- [DIRECTIVES]:
[1] In the fmadds reference, give the text again starting at "Basic Single-Precision Multiply-Add" and ending at "SINGLE((f1 × f3) + f2)", changing "multiplicand" to "factor".
[2] Condense the paragraph of the fmadds reference that begins "Note: This is a fused multiply-add operation" into a short bulleted list.
[3] According to the fmadds reference, which Condition Register field is affected, and under what condition?

Note: This is a fused multiply-add operation optimized for single-precision. The intermediate product (frA × frC) is computed to infinite precision, added to frB, and then rounded to single-precision format. This provides both the accuracy benefits of fused multiply-add and the performance advantages of single-precision arithmetic. The result is stored in double-precision format in the FPR.

Affected Registers

Condition Register (CR1 field)

(if Rc = 1)

Floating-Point Status and Control Register (FPSCR)

Affected fields:

For more information on floating-point status see Section 2.1.4, "Floating-Point Status and Control Register (FPSCR)," in the PowerPC Microprocessor Family: The Programming Environments manual.

Examples

Basic Single-Precision Multiply-Add

lfs f1, multiplicand(r0)   # Load single-precision multiplicand
lfs f2, addend(r0)         # Load single-precision addend
lfs f3, multiplier(r0)     # Load single-precision multiplier
fmadds f4, f1, f3, f2      # f4 = SINGLE((f1 × f3) + f2)
stfs f4, result(r0)        # Store single-precision result

3D Graphics: Vertex Transformation (Single-Precision)

# Single-precision 3D vertex transformation: x' = m11×x + m12×y + m13×z + tx
lfs f1, matrix_11(r0)      # Load m11 (single-precision)

- [ENTRIES SHOWN]:
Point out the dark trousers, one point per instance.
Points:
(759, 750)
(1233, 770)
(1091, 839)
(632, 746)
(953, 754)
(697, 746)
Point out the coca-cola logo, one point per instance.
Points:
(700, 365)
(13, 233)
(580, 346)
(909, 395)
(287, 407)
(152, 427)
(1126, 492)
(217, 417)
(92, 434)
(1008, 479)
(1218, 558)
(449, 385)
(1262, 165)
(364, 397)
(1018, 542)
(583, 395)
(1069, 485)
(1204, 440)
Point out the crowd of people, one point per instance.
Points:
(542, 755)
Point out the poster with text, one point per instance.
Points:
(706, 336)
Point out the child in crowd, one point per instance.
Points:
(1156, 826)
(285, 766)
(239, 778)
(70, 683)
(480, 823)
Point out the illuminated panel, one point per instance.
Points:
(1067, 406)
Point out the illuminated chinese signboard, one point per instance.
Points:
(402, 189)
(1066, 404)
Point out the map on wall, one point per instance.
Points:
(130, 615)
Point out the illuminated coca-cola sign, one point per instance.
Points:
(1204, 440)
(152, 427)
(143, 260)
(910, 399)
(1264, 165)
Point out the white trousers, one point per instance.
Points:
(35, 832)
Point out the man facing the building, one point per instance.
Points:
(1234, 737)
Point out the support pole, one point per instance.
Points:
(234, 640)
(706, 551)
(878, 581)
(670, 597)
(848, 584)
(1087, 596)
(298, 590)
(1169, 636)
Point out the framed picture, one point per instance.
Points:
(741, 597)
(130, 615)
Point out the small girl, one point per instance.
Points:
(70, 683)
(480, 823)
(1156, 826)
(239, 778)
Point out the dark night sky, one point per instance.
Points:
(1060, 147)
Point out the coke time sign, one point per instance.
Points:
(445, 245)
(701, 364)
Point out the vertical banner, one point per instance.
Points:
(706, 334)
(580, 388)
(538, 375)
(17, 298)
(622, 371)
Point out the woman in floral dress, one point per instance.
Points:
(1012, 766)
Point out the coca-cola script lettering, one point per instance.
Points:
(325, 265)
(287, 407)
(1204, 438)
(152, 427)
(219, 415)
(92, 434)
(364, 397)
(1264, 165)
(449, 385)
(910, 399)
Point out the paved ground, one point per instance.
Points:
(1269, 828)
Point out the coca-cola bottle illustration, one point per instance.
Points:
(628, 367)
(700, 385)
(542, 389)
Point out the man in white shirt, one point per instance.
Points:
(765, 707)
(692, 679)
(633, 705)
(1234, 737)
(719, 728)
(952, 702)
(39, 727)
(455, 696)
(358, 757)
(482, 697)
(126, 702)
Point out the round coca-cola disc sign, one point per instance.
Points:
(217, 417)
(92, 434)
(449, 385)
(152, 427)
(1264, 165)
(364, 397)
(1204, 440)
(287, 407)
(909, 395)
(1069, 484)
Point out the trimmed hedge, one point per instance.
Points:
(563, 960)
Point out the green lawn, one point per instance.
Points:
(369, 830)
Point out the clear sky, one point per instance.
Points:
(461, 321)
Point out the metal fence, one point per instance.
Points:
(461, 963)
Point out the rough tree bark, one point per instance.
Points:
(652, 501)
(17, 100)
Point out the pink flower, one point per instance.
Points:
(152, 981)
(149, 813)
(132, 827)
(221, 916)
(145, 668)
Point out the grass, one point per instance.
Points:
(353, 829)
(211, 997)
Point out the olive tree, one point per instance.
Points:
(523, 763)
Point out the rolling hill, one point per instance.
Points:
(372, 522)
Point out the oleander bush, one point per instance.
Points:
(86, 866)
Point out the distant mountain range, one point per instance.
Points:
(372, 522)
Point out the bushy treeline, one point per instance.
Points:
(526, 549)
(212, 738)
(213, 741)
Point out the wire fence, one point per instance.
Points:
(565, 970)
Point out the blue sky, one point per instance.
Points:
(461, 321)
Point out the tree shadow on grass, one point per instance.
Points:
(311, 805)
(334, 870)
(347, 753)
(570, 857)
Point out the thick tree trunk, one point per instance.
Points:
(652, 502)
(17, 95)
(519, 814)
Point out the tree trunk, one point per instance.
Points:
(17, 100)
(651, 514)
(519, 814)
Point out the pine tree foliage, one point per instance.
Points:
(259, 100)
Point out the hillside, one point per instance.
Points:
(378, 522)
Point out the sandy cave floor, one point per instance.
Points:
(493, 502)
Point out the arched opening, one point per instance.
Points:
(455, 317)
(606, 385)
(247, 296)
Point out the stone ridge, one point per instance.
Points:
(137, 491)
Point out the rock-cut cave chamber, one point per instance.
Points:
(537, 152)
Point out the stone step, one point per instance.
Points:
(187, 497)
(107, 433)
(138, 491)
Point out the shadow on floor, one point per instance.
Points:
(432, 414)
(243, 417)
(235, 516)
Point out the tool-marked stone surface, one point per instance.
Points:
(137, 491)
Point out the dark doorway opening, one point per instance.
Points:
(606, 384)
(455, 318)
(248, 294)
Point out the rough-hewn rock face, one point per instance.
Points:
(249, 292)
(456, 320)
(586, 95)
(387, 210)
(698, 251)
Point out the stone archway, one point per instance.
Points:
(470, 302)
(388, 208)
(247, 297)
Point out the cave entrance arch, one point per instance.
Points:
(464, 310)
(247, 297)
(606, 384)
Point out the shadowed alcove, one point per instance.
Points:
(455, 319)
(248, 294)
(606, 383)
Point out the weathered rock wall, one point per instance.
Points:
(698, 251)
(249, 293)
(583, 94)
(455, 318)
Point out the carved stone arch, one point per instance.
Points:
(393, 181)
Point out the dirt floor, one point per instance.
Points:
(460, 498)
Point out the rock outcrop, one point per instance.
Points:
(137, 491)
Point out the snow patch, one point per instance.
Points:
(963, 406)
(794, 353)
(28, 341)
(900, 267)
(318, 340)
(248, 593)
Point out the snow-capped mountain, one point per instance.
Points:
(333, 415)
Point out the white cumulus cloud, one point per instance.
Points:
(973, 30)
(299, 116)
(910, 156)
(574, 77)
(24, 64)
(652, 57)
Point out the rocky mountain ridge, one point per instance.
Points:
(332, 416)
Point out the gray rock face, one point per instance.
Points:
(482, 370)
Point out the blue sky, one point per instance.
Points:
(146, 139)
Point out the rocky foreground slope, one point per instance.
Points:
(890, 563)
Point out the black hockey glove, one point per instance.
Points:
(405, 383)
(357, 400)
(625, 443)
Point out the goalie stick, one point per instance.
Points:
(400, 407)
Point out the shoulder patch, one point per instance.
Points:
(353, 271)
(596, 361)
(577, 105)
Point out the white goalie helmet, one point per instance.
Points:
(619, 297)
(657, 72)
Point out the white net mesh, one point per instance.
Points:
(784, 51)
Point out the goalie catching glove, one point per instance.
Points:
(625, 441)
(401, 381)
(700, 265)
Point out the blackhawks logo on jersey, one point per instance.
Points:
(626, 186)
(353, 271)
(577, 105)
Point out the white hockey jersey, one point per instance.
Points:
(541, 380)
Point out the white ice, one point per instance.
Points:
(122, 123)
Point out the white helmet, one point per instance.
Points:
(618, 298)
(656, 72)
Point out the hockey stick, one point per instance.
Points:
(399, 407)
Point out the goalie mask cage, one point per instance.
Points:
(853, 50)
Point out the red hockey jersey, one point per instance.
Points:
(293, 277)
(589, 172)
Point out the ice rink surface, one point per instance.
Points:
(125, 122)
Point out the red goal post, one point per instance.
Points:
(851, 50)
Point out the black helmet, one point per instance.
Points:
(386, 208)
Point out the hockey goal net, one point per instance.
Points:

- [CORRECT ANSWERS]:
[1]
Basic Single-Precision Multiply-Add

lfs f1, factor(r0)   # Load single-precision factor
lfs f2, addend(r0)         # Load single-precision addend
lfs f3, multiplier(r0)     # Load single-precision multiplier
fmadds f4, f1, f3, f2      # f4 = SINGLE((f1 × f3) + f2)

[2]
- Fused multiply-add operation optimized for single precision.
- The product frA × frC is computed to infinite precision, added to frB, then rounded to single precision.
- Combines the accuracy of fused multiply-add with the speed of single-precision arithmetic.
- The result is stored in double-precision format in the FPR.

[3] The CR1 field, if Rc = 1.